# Bella is definitely pregnant



## dwallen1969 (Feb 19, 2020)

The problem is we don’t know how far along she is. All our other foals were born between mid April to mid may. 2 years ago she aborted her first after 4 months. We were thinking around the middle of March we would start stalling her with her own 1/2 acre to roam. She’s very special standing about 29 inches tall. Stud is about 30. Any ideas or helpful hints, please advise. Most our mares are above 34 inches. I was assuming that the smaller they are the problems could occur.
Thanks everybody as always.
Donnie


----------



## Ryan Johnson (Feb 19, 2020)

Are you able to post some pictures of her? It may give us an idea of when she is due ? 

Any mare can run into problems during delivery. And Maidens are usually harder to Gage , reason is they can carry much higher up in the rib cage.


----------



## dwallen1969 (Feb 20, 2020)

I will try to get some tomorrow. Her bag hasn’t started yet. I think I still have a couple months, but you never know. Also experience with mares this Size would be helpful. We’ve had 10 foals over the years and we haven’t had to do much. This my little favorite. We rescued her from a bad herd. She had bite marks all over her back. All the other foals have taken to her , we call her aunt Bella because she’s like a baby sitter. Any info about abnormal signs would be great 
Thanks Donnie


----------



## Ryan Johnson (Feb 20, 2020)

Donnie it sounds like she is going to be a great mum if all the other foals love her 

There are plenty of of abnormal signs to watch for in a pregnancy. I would recommend you have a look through some of the pinned threads at the top of this part of the forum, especially read up on red bags & dystocia . 

The only other thing I wanted to add and being your mare is small, is to keep an eye on her weight as she nears delivery. An obese mare will have far greater issues trying to deliver than a mare at a healthy weight.

Work order: Carry on the forum thread about Bella's pregnancy, picking up right after its last sentence. The material that comes next plays no part in the work.

[Extracted records]
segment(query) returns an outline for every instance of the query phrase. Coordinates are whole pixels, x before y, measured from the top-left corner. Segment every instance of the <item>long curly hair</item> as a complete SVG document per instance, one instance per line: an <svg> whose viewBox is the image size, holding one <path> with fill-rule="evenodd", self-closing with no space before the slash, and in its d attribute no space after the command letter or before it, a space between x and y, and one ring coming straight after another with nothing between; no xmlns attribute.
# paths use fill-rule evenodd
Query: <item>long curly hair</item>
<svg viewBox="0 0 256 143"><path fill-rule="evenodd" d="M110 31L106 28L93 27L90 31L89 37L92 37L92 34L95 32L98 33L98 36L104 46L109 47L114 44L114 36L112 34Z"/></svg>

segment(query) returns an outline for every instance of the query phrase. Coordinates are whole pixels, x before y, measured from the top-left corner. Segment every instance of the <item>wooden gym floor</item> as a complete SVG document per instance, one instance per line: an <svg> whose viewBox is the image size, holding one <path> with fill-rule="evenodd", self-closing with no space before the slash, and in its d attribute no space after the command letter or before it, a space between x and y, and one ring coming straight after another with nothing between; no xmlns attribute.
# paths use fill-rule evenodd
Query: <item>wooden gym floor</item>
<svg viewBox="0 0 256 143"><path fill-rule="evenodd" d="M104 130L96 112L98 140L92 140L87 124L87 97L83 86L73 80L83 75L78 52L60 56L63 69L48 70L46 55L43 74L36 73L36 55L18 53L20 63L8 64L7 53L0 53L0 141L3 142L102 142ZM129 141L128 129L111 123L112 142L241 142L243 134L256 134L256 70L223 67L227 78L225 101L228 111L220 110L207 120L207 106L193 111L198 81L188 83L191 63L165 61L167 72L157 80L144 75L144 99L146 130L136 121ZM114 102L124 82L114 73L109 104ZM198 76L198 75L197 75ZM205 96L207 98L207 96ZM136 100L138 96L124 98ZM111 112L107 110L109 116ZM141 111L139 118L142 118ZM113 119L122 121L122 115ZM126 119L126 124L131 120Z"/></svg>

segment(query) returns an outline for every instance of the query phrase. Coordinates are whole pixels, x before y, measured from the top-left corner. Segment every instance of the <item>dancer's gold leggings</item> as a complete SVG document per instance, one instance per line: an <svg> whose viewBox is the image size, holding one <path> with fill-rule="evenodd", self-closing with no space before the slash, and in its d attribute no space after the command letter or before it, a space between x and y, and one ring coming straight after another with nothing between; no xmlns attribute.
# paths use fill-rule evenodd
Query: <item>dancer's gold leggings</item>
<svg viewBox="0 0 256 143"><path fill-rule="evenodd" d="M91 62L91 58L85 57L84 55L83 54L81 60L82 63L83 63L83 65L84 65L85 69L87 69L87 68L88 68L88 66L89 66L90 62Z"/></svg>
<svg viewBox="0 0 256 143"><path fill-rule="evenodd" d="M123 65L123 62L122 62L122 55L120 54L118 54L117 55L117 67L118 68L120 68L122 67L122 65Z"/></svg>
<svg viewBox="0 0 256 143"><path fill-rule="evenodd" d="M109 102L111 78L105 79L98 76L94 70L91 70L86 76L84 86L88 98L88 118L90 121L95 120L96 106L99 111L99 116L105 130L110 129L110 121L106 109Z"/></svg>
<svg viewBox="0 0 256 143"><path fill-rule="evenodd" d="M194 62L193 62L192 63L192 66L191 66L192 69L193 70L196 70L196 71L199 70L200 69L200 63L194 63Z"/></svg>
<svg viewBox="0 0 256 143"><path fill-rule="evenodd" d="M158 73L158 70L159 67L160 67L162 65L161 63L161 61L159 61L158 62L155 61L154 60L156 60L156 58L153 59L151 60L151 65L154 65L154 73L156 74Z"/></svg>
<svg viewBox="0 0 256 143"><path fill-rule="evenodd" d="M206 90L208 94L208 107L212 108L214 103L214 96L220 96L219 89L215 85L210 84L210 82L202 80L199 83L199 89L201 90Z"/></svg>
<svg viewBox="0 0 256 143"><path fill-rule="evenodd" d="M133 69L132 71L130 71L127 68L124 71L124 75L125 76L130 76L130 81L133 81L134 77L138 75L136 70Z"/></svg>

Result of the exercise:
Mares generally start to produce an udder 4-6 weeks before delivery.

Cheers Ryan


----------



## dwallen1969 (Feb 21, 2020)

Thanks Ryan. I gonna keep a close eye on her. I’ve done some reading on those topics before, but I’m gonna re-read them to be better prepared. I’ll keep you updated


----------



## dwallen1969 (Feb 29, 2020)

Here she is , sorry for delay. Not bagging at all. I’m thinking 4-6 weeks. Bad thing is my daughter is due then also. Me and wife trying to figure out who has to say home. They live about 2 hours away. My wife be sleeping at the hospital and I’m gonna be sleeping in a barn. Lol


----------



## plaid mare (Feb 29, 2020)

Your grand-baby will have a wonderful friend to grow up with! Good luck with both your new arrivals.


----------



## dwallen1969 (Feb 29, 2020)

Thank you, it’s our first grand-baby.


----------



## dwallen1969 (Mar 14, 2020)

Started bagging up yesterday. Getting closer, a little more anxious now.


----------



## Ryan Johnson (Mar 24, 2020)

How is she coming along ?


----------



## dwallen1969 (Mar 27, 2020)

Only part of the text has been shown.